■ **REQUIRED ACTION 1**
Please repeat word for word the part of the RSR-core description below starting at "The software also" and ending at "a standalone prototype.".
■ **REQUIRED ACTION 2**
Answer these questions from the RSR-core description below.
(a) Which two backends does the engine support?
(b) What is the web dashboard built with?
(c) Up to how much higher throughput on CPU does the engine achieve over Hugging Face PyTorch baselines?

■ **DOCUMENT EXCERPT**
----

RSR-core
RSR-core is the systems implementation of the Redundant Segment Reduction framework for efficient low-bit inference. The repository provides the core kernels, model integrations, and benchmarking pipeline needed to accelerate binary and ternary matrix-vector multiplication, which is a dominant operation in low-bit neural inference and LLM decoding.
The engine supports both CPU and CUDA backends and exposes optimized low-level kernels together with Python wrappers for 1-bit and 1.58-bit multiplication. It is designed to bridge the gap between the algorithmic gains of RSR and practical deployment in real inference pipelines.
The software also includes Hugging Face integration for preprocessing quantized models into RSR format and running accelerated inference from those preprocessed artifacts. In addition, the repository provides benchmarking scripts for kernel-level and end-to-end evaluation, making it easy to reproduce performance results on local hardware.
For interactive use, RSR-core includes a web dashboard built with FastAPI and Vite/React. The interface supports model browsing, preprocessing, side-by-side backend comparison, inference, and benchmark visualization, turning the project into a production-oriented workflow rather than a standalone prototype.
According to the repository benchmarks, the engine achieves substantial speedups over Hugging Face PyTorch baselines, including up to 62× higher throughput on CPU and up to 1.9× faster token generation on CUDA for popular ternary LLMs. The demo visual above links to the project’s video demonstration from the repository README.

----

(Referring expression grounding records)
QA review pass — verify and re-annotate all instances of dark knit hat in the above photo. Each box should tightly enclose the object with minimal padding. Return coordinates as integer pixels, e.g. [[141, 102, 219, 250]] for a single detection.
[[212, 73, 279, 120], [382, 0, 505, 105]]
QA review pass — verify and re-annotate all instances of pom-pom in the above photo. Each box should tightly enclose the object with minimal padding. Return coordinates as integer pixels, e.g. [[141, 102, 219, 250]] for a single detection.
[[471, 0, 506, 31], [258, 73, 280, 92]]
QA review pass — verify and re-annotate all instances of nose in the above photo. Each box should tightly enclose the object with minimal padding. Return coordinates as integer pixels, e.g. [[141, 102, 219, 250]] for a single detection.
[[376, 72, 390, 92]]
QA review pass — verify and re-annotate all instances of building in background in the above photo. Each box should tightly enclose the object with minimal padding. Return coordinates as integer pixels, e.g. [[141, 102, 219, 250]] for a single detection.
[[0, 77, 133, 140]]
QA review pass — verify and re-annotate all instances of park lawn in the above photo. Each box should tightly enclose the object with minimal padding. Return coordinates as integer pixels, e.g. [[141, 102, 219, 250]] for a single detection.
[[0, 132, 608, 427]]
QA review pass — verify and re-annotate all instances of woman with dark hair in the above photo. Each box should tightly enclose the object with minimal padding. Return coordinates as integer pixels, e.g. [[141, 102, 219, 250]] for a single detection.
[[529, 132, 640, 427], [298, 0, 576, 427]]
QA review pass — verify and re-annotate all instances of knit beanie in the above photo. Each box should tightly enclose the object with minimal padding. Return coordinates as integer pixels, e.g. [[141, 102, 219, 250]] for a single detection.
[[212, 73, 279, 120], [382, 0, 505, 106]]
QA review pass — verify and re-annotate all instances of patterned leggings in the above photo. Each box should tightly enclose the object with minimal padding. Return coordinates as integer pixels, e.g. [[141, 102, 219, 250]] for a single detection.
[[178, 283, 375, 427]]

----

■ **RESPONSE 1**
The software also includes Hugging Face integration for preprocessing quantized models into RSR format and running accelerated inference from those preprocessed artifacts. In addition, the repository provides benchmarking scripts for kernel-level and end-to-end evaluation, making it easy to reproduce performance results on local hardware.
For interactive use, RSR-core includes a web dashboard built with FastAPI and Vite/React. The interface supports model browsing, preprocessing, side-by-side backend comparison, inference, and benchmark visualization, turning the project into a production-oriented workflow rather than a standalone prototype.

■ **RESPONSE 2**
(a) CPU and CUDA
(b) FastAPI and Vite/React
(c) Up to 62×